### What you will do
Repeat each of these records exactly.
********
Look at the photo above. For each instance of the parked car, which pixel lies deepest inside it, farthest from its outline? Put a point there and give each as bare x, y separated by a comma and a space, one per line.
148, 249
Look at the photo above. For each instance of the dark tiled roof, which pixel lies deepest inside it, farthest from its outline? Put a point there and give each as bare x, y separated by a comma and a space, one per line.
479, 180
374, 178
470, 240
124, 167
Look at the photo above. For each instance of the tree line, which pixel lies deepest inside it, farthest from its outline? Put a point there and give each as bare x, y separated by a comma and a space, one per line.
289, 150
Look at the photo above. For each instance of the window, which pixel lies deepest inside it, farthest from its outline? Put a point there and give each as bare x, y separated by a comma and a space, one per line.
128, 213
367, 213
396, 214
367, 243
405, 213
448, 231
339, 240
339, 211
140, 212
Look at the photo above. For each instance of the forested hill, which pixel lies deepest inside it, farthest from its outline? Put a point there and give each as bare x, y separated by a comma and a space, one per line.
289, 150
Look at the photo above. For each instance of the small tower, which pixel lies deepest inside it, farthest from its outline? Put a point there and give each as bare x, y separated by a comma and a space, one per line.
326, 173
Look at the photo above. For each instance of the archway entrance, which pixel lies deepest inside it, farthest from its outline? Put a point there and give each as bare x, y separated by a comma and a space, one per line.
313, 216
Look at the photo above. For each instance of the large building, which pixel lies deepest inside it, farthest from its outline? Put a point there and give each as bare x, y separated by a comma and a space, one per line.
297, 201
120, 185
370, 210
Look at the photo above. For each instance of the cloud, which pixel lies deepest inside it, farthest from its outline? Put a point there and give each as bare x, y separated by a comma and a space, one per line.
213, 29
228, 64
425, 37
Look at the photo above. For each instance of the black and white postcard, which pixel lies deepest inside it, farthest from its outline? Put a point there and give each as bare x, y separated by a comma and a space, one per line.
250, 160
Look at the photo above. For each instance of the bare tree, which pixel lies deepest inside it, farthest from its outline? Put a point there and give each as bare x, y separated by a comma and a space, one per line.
********
### Answer box
Look at the photo above. For each instance of the parked car, which pixel lies deepest inside it, farthest from its outline? Put a point there and give each as bare x, y separated by a comma and a space, one per line.
148, 249
Look at the photo above. For each instance of the dark tiled roof, which pixel lies deepest inside it, farthest from its outline? Put a point there and give each as bare x, y separated by a comma and a space, one per line.
479, 180
374, 178
470, 240
124, 167
Look at the photo above. For each instance of the tree line, which pixel lies deepest inside it, farthest from its outline? Put a point there and give each as bare x, y separated by a comma and a space, one per line.
289, 150
Look at the photo above. For each instance of the window, which pixel lies deepest inside it, farthest from its outline? Put a point there and give each as bare x, y separated by a comma and a space, one per line.
128, 213
367, 213
396, 214
367, 243
405, 213
448, 231
339, 240
339, 211
140, 212
Look at the photo above. For each instance of the forested hill, which pixel lies deepest inside it, farthest from its outline? Put a point there and give each as bare x, y separated by a comma and a space, one per line.
289, 150
Look at the photo above. For each instance of the small tower, which pixel lies deepest inside it, farthest from its outline? Put a point there and give each as bare x, y separated by a comma and a space, one per line.
326, 173
Look at the photo above. For each instance of the archway entrance, which pixel lies deepest inside it, farthest from its outline? Put a point there and give each as bare x, y separated by a comma and a space, one per line.
313, 216
Look at the photo above. For each instance of the large building, which pixel lies deepest inside it, farthest from its outline? Put a point there and give each as bare x, y separated by a comma and a space, one per line.
297, 201
120, 185
370, 210
Look at the photo above. For each instance of the cloud, which pixel lies deepest inside it, farthest from its outline? Put a point there and give each as bare x, y separated by a comma and a space, one per line.
213, 29
228, 64
425, 37
Look at the photo above. For each instance of the black and white postcard, which pixel lies deepest inside it, farthest from its outline? Put a point there and give each as bare x, y separated by a comma and a space, one per line.
250, 160
Look at the photo above. For each instance of the bare tree, which pixel lies deepest inside it, farthest from its outline? Put a point there and give each as bare x, y separated by a comma and a space, one per line.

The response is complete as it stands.